## To be done
1. Translate this sentence from the forum thread on Michael Kors repairs into Spanish: "Defective handbags will not be returned to customer."
2. In the forum thread on Michael Kors repairs, how long does the limited warranty on handbags last?
3. Retype the passage of the forum thread on Michael Kors repairs from "I bought my" up to and including "their repair policy?".

++++ Extract to read ++++

# Does MK have a repair policy?



## QnBee9

I bought my sister a camo bag and matching wallet months ago.  She just showed me that the stitching in the wallet where the card dividers are is coming undone.  I know a lot of designers have where you can send a piece in to be repaired.  I don't want her walking around with a bad product and want to get it fixed.  Does anyone know anything on their repair policy?


----------



## AuntFlo

I bought a bag off of ebags recently (love them!) and noticed they have info about each individual manufacturers warranties, which is great info. Here's Michael Kors Warranty:




> *MICHAEL Michael Kors Warranty Info* MICHAEL KORS Collection Handbags Handbags are protected from the date of purchase by a one-year limited warranty (proof of purchase required). If the handbag proves to be defective in material or workmanship under normal use anytime within the first year, we will repair the item free of charge. Conditions and Exclusions The warranty does not cover damages arising from accidents or misuse, or from any alteration, service or repair performed by any other party other than Michael Kors. Contact 1-866-709-KORS or customerservice@michaelkors.com MICHAEL Michael Kors Handbags and Small Leather Goods Handbags are protected from the date of purchase by a one-year limited warranty (proof of purchase required). If the handbag or small leather good proves to be defective in material or workmanship under normal use anytime within the first year, we will replace the item free of charge with same or comparable product. Defective handbags will not be returned to customer. Conditions and Exclusions The warranty does not cover damages arising from accidents or misuse, or from any alteration, service or repair performed by any other party other than Michael Kors. Contact 1-866-709-KORS or customerservice@michaelkors.com


----------



## BEBEPURSE

Thanks for the info AuntFlo.


----------



## PrincessD

Hope you get your sister's wallet fixed =)


----------

++++ Data ++++

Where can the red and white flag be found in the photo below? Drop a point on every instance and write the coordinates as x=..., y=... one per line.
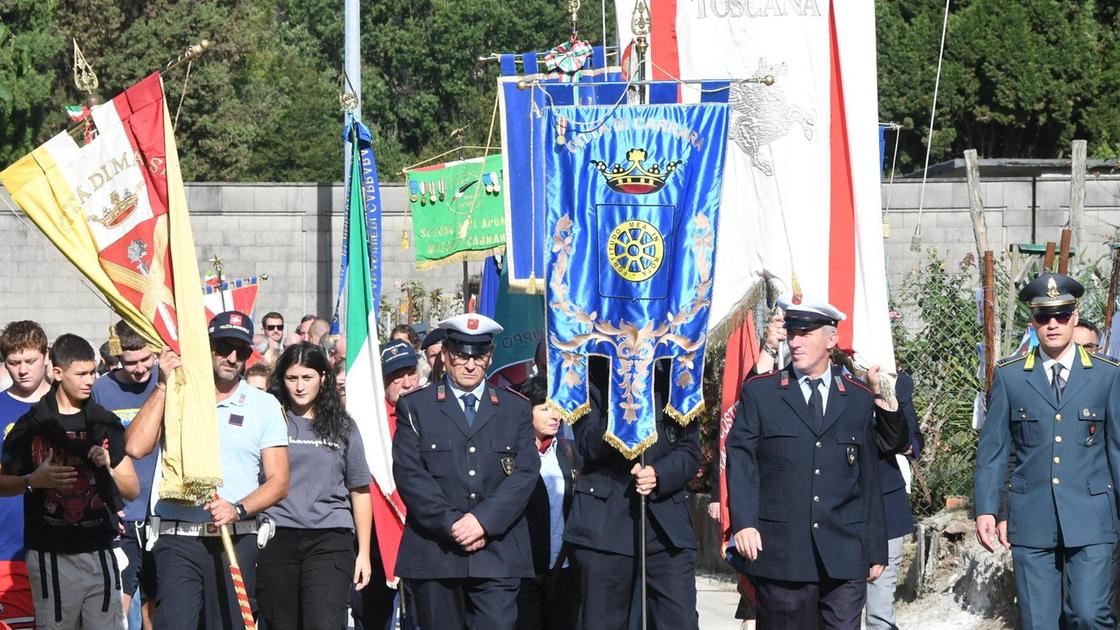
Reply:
x=801, y=183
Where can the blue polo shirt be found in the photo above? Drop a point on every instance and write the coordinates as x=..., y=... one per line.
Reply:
x=249, y=422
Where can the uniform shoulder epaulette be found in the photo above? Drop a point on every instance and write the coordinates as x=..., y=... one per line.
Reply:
x=857, y=382
x=1107, y=359
x=1009, y=360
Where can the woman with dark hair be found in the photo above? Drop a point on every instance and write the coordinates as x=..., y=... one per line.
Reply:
x=305, y=572
x=550, y=600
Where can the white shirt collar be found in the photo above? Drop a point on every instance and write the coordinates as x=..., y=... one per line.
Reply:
x=1065, y=360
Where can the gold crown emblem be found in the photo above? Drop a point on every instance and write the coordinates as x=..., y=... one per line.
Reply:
x=121, y=209
x=1052, y=288
x=636, y=178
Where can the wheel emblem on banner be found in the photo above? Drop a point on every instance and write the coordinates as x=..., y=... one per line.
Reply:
x=635, y=250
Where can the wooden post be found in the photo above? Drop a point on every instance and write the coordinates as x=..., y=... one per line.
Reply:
x=1063, y=252
x=1048, y=259
x=1078, y=190
x=989, y=318
x=1113, y=285
x=976, y=204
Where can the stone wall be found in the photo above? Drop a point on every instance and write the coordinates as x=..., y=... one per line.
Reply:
x=292, y=233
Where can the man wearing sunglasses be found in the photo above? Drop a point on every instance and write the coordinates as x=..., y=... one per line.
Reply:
x=272, y=327
x=1054, y=410
x=193, y=582
x=465, y=464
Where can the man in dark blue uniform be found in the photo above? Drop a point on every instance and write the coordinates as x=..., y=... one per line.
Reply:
x=465, y=465
x=603, y=529
x=803, y=484
x=1055, y=411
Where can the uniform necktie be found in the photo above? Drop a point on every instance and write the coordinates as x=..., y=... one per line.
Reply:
x=817, y=401
x=468, y=407
x=1057, y=382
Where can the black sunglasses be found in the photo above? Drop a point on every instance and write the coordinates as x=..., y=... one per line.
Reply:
x=223, y=348
x=1062, y=318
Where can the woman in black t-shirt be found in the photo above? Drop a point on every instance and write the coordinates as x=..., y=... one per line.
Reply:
x=306, y=571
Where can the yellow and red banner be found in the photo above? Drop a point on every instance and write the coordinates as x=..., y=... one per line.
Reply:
x=117, y=209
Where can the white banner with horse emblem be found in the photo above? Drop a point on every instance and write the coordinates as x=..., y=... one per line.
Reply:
x=800, y=192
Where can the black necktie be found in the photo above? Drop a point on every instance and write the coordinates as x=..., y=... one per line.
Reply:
x=817, y=401
x=468, y=407
x=1057, y=382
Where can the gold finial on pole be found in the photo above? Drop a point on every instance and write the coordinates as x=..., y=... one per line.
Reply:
x=640, y=24
x=188, y=55
x=84, y=77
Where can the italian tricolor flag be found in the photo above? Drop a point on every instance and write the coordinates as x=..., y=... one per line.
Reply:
x=365, y=390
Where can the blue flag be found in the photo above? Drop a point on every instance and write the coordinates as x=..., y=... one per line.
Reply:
x=523, y=99
x=632, y=202
x=369, y=192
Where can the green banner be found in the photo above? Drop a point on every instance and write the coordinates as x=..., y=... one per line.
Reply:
x=458, y=211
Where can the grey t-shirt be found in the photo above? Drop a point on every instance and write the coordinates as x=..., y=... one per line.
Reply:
x=322, y=475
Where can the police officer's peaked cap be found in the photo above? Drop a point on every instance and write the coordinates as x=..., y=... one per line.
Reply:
x=1052, y=293
x=434, y=336
x=470, y=333
x=398, y=355
x=809, y=315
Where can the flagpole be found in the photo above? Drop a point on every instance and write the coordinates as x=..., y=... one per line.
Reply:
x=352, y=70
x=640, y=25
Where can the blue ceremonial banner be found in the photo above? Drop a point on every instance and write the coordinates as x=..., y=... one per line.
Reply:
x=632, y=207
x=370, y=193
x=522, y=100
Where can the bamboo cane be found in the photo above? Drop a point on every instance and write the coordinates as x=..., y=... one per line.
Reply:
x=239, y=582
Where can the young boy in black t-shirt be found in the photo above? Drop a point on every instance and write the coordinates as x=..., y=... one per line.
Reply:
x=70, y=529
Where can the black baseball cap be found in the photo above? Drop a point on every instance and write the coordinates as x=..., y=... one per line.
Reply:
x=232, y=324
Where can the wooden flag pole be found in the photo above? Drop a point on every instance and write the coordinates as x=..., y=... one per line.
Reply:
x=1063, y=260
x=989, y=320
x=239, y=582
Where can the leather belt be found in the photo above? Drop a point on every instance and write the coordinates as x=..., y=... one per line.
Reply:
x=187, y=528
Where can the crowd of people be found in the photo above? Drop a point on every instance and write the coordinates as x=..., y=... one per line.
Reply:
x=511, y=519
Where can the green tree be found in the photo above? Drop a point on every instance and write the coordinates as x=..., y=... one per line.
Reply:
x=28, y=46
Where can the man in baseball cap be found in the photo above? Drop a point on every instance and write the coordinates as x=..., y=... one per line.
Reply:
x=253, y=446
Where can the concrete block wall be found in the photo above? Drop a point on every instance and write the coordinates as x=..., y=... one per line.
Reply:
x=1008, y=213
x=291, y=232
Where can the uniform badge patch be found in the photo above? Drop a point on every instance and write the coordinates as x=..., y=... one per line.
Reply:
x=672, y=433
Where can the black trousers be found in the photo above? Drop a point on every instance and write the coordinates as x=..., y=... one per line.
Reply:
x=304, y=578
x=195, y=587
x=469, y=603
x=607, y=583
x=829, y=604
x=549, y=602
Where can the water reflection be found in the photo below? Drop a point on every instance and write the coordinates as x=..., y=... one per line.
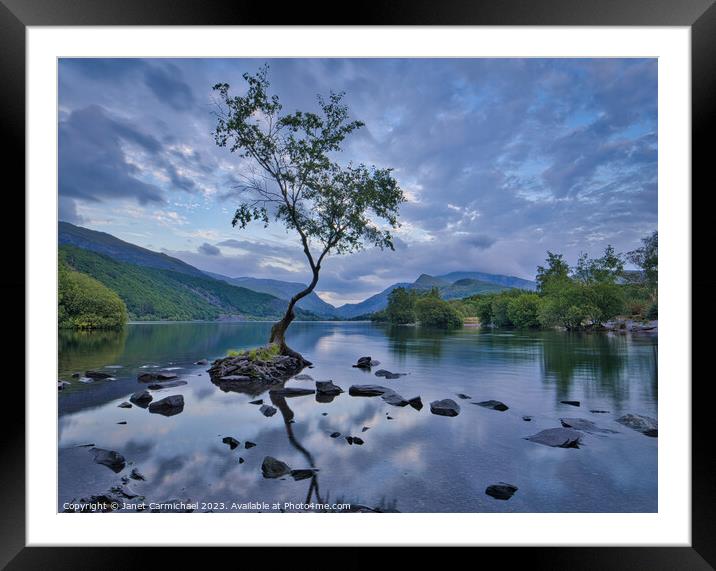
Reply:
x=411, y=460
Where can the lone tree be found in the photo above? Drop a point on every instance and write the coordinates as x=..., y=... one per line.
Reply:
x=293, y=179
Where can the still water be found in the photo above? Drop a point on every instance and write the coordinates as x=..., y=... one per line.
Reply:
x=411, y=461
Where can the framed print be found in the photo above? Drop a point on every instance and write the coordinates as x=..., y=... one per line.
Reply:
x=402, y=268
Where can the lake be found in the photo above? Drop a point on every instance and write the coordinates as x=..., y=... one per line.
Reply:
x=411, y=460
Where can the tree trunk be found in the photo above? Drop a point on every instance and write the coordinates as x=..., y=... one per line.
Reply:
x=278, y=330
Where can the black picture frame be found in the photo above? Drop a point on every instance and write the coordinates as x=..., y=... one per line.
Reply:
x=17, y=15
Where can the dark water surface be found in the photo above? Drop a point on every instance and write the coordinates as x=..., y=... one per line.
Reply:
x=414, y=462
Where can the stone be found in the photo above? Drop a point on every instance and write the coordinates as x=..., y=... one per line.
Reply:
x=97, y=375
x=644, y=424
x=493, y=405
x=584, y=425
x=267, y=410
x=416, y=403
x=367, y=390
x=557, y=438
x=289, y=392
x=501, y=491
x=231, y=441
x=445, y=407
x=113, y=460
x=303, y=474
x=327, y=388
x=272, y=468
x=141, y=398
x=167, y=385
x=168, y=406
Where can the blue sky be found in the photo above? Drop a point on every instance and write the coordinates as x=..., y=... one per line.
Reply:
x=500, y=159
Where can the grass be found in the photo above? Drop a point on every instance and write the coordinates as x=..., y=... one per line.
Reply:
x=257, y=353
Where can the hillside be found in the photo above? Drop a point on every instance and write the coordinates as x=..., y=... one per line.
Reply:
x=282, y=290
x=154, y=294
x=121, y=251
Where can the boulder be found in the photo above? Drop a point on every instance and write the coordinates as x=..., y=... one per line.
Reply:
x=167, y=385
x=644, y=424
x=416, y=403
x=302, y=474
x=584, y=425
x=141, y=398
x=113, y=460
x=557, y=438
x=367, y=390
x=97, y=375
x=168, y=406
x=291, y=392
x=231, y=441
x=501, y=491
x=267, y=410
x=327, y=388
x=493, y=405
x=445, y=407
x=272, y=468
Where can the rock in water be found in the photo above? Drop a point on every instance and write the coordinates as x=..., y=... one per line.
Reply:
x=367, y=390
x=302, y=474
x=584, y=425
x=416, y=403
x=291, y=392
x=501, y=491
x=327, y=388
x=644, y=424
x=113, y=460
x=267, y=410
x=141, y=398
x=363, y=363
x=445, y=407
x=231, y=441
x=168, y=406
x=272, y=468
x=97, y=375
x=493, y=405
x=557, y=438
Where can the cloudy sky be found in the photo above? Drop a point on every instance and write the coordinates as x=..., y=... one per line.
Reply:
x=500, y=159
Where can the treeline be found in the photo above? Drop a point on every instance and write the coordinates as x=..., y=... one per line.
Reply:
x=84, y=303
x=586, y=295
x=412, y=306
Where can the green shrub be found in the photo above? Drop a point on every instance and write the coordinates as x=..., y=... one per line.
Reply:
x=434, y=312
x=84, y=303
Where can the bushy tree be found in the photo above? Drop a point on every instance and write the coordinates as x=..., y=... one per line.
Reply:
x=401, y=306
x=84, y=303
x=296, y=181
x=432, y=311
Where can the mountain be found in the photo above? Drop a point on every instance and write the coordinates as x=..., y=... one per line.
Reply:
x=282, y=290
x=121, y=251
x=456, y=285
x=499, y=279
x=159, y=294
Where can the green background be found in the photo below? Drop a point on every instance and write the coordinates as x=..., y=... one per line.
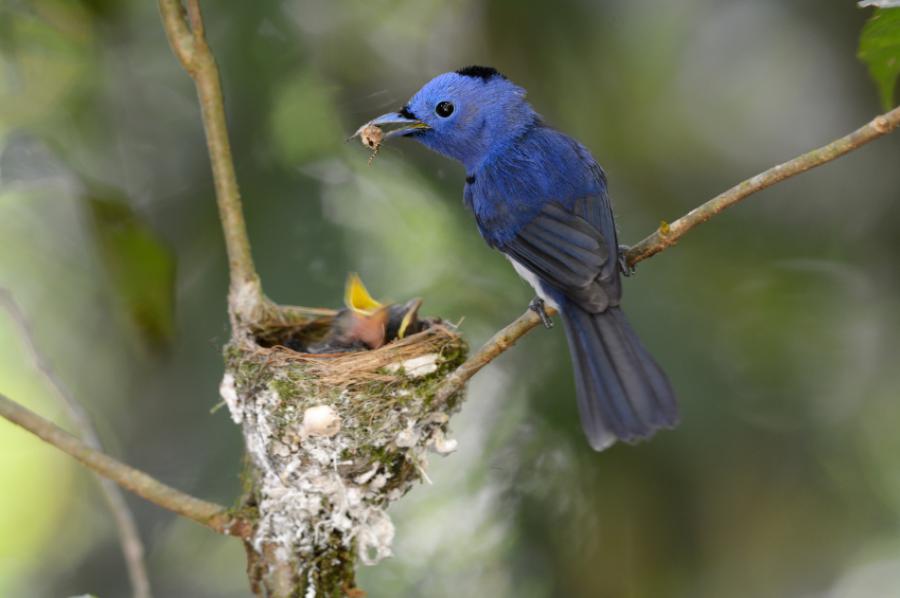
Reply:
x=778, y=322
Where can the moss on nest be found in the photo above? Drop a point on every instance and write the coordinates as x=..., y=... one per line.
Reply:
x=333, y=440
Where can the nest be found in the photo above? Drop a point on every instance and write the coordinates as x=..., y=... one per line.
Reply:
x=333, y=439
x=389, y=363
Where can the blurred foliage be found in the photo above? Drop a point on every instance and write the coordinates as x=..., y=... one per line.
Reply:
x=141, y=268
x=879, y=48
x=776, y=322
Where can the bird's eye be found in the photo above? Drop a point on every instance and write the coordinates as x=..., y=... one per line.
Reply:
x=444, y=109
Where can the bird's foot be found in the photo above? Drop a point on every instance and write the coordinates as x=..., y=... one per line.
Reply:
x=624, y=268
x=537, y=306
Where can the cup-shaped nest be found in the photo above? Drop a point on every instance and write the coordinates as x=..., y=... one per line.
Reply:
x=334, y=438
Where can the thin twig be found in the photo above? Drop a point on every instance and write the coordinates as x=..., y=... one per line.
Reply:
x=129, y=539
x=147, y=487
x=668, y=235
x=192, y=50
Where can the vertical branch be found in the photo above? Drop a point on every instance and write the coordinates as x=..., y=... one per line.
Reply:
x=129, y=539
x=190, y=46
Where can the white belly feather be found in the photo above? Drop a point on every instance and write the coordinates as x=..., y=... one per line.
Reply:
x=532, y=279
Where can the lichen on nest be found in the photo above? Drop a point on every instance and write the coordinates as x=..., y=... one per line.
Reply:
x=334, y=439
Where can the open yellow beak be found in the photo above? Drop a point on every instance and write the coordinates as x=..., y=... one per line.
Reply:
x=357, y=297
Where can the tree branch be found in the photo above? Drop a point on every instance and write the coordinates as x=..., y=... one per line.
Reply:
x=129, y=539
x=209, y=514
x=669, y=234
x=190, y=46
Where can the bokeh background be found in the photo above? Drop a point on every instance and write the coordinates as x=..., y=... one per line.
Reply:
x=778, y=322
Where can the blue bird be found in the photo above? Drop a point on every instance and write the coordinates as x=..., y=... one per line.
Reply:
x=540, y=198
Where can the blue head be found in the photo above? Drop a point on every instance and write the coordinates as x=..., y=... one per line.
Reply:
x=465, y=115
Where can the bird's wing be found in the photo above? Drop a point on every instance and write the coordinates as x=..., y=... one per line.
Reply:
x=567, y=249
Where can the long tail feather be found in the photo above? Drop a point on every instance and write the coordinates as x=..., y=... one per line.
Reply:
x=622, y=393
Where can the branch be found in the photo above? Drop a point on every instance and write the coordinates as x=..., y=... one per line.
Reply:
x=669, y=234
x=190, y=46
x=209, y=514
x=129, y=539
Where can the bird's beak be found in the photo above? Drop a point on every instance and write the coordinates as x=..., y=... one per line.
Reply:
x=357, y=297
x=410, y=317
x=394, y=123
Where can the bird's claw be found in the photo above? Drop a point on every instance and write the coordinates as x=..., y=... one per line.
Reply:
x=624, y=267
x=537, y=306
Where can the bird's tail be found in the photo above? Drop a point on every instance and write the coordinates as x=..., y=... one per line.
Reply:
x=622, y=393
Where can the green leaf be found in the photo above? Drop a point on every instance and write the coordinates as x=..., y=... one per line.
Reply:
x=140, y=266
x=879, y=48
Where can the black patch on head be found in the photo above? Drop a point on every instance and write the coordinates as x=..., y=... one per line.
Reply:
x=485, y=73
x=405, y=112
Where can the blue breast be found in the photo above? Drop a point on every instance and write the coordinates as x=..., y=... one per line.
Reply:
x=514, y=183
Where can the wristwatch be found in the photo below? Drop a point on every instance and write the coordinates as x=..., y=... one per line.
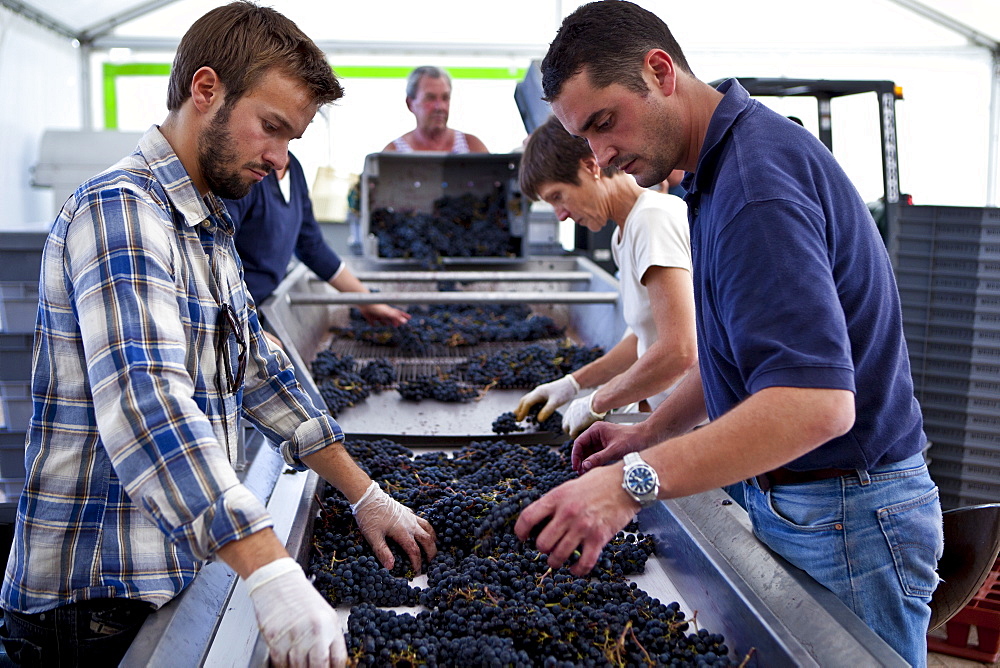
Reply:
x=640, y=480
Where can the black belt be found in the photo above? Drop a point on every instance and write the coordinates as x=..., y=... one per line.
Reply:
x=786, y=476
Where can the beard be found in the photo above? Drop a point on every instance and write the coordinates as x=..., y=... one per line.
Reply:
x=215, y=155
x=663, y=133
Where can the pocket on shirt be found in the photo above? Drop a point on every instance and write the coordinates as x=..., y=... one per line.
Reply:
x=915, y=534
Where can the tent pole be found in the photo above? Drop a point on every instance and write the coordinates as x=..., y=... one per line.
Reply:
x=994, y=138
x=86, y=88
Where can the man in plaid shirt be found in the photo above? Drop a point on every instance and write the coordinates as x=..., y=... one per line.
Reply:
x=148, y=351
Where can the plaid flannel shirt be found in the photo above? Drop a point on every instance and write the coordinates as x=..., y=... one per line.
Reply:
x=129, y=483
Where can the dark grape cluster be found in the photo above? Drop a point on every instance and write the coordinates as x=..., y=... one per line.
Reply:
x=442, y=387
x=454, y=325
x=506, y=423
x=379, y=373
x=528, y=366
x=341, y=386
x=463, y=226
x=491, y=599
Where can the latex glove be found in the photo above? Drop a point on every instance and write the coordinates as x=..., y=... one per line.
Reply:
x=580, y=415
x=383, y=314
x=554, y=394
x=379, y=515
x=299, y=626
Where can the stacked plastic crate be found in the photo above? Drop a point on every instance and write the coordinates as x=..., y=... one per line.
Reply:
x=20, y=263
x=948, y=271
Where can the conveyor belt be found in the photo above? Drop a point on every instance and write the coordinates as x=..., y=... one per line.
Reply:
x=709, y=558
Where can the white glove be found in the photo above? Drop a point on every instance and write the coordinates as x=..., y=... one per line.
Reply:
x=299, y=626
x=379, y=515
x=581, y=415
x=554, y=394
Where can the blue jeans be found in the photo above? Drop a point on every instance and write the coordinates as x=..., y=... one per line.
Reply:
x=873, y=539
x=88, y=633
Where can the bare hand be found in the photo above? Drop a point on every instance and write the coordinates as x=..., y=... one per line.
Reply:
x=586, y=512
x=384, y=314
x=605, y=442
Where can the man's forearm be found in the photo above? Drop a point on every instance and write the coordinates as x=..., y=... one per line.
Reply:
x=248, y=554
x=681, y=412
x=335, y=465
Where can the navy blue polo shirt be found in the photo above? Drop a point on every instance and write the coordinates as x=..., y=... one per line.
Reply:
x=793, y=284
x=269, y=230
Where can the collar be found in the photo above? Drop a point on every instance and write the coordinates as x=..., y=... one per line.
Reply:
x=736, y=100
x=170, y=172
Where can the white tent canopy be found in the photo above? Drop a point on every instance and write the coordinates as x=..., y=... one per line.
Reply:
x=945, y=53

++++

## Solutions to the tasks
1. Los bolsos defectuosos no se devolverán al cliente.

2. One year from the date of purchase.

3.
I bought my sister a camo bag and matching wallet months ago.  She just showed me that the stitching in the wallet where the card dividers are is coming undone.  I know a lot of designers have where you can send a piece in to be repaired.  I don't want her walking around with a bad product and want to get it fixed.  Does anyone know anything on their repair policy?